Segmentation mask data:

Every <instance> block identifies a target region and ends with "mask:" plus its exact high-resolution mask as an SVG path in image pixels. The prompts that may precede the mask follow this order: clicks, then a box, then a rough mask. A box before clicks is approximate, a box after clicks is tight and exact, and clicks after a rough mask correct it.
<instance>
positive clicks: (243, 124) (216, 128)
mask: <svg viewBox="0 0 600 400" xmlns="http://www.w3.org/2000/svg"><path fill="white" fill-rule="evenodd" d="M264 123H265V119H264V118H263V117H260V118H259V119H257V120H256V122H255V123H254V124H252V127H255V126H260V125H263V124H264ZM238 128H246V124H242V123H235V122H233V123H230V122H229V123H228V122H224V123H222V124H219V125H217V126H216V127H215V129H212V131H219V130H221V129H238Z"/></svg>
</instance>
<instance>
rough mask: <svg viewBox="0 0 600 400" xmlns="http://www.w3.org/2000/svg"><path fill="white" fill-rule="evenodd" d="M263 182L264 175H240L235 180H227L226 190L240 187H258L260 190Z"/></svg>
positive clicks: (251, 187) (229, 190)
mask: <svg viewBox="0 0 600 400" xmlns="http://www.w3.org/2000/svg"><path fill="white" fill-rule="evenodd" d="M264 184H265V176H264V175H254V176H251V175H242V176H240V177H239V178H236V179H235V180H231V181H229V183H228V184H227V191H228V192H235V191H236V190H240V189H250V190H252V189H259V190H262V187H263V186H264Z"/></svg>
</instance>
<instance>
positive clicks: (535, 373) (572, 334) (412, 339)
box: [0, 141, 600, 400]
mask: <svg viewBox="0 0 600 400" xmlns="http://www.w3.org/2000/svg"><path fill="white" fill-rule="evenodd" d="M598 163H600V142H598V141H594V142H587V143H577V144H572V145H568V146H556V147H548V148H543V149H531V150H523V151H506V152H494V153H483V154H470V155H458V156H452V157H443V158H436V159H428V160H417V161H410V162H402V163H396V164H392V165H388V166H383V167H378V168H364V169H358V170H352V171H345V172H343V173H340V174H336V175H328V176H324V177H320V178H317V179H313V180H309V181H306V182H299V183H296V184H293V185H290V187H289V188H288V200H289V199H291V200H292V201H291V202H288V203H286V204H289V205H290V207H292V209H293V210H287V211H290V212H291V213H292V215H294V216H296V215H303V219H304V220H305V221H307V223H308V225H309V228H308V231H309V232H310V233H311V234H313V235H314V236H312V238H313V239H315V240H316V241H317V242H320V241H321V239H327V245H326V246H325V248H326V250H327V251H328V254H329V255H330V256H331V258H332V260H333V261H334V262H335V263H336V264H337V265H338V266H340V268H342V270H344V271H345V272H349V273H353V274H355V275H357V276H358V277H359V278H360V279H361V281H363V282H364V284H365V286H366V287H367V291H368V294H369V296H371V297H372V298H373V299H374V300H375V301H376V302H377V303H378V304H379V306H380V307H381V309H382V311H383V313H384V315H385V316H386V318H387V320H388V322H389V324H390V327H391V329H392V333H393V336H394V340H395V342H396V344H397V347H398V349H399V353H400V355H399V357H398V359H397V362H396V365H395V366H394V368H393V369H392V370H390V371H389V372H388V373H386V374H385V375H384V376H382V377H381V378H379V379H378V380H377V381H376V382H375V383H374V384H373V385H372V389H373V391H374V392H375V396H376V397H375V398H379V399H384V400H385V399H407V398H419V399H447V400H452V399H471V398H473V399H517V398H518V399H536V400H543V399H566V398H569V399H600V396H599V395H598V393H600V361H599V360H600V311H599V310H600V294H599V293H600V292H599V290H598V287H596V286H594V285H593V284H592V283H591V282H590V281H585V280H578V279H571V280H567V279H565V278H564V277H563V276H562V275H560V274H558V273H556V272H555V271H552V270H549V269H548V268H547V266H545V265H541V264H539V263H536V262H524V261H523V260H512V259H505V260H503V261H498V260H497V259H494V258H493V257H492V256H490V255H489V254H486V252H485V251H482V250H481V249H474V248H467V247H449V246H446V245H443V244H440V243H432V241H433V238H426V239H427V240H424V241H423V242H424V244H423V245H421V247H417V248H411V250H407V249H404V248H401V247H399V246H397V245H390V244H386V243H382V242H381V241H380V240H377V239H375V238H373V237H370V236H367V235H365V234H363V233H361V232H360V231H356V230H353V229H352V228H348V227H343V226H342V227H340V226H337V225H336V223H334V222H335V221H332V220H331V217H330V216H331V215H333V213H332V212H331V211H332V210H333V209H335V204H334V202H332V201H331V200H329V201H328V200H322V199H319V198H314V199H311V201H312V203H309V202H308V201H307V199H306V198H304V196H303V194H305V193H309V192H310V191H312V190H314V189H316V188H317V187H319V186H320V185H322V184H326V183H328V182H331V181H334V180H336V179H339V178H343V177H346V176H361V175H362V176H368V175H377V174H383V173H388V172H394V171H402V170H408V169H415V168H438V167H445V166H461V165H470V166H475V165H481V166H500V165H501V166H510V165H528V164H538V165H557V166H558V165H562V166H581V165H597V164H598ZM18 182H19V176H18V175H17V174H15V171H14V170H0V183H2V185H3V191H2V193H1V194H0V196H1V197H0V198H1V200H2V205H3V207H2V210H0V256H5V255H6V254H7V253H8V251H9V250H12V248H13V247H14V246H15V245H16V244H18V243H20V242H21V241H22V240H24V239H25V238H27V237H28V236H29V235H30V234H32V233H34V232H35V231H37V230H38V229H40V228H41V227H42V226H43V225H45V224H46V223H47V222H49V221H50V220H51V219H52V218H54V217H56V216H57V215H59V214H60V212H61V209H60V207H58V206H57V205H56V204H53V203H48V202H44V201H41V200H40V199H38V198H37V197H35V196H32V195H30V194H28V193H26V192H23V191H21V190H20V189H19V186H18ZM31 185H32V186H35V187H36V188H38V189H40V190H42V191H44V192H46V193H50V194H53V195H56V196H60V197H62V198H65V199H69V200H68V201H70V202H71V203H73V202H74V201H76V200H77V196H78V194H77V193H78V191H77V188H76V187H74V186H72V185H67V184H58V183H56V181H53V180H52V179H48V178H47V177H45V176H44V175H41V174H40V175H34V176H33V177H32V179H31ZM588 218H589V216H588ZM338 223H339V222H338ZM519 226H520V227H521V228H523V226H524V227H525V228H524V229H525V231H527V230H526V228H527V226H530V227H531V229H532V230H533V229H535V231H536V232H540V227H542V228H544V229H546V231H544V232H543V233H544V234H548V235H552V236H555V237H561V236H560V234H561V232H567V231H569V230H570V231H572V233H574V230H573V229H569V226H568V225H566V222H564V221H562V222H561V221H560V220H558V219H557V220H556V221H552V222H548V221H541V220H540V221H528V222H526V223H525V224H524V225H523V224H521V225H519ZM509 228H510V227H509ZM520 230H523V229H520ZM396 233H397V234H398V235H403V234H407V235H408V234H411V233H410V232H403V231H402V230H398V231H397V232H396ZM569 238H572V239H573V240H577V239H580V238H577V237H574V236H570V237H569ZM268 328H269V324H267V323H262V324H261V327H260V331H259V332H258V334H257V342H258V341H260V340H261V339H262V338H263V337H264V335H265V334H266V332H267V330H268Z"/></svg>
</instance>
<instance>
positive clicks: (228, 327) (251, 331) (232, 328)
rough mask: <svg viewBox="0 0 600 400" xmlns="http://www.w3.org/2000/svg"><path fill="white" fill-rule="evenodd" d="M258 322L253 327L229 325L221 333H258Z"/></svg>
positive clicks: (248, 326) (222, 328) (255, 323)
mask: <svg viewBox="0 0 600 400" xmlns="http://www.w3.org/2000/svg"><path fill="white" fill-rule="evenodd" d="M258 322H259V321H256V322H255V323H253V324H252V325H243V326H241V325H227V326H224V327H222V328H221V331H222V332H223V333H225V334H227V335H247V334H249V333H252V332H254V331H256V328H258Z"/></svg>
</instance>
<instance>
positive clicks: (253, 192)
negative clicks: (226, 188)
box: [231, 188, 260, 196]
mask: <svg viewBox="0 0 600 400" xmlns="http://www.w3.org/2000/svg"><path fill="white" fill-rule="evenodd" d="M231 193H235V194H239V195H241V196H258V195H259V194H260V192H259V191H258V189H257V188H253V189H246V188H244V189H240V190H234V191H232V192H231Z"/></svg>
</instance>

■ TASK GOAL ■
Search the entries above for the string "rough". Copy each line that holds it.

■ ANSWER TO THIS PROBLEM ■
Every <instance> block identifies a target region and ends with "mask:" plus its exact high-resolution mask as an SVG path in image pixels. The prompts that may precede the mask follow this order: clicks, then a box, then a rough mask. A box before clicks is approximate, a box after clicks is tight and exact, and clicks after a rough mask correct it.
rough mask: <svg viewBox="0 0 600 400" xmlns="http://www.w3.org/2000/svg"><path fill="white" fill-rule="evenodd" d="M263 182L264 175H240L235 180H227L226 190L240 187H258L260 190Z"/></svg>
rough mask: <svg viewBox="0 0 600 400" xmlns="http://www.w3.org/2000/svg"><path fill="white" fill-rule="evenodd" d="M258 322L253 327L229 325L221 333H258Z"/></svg>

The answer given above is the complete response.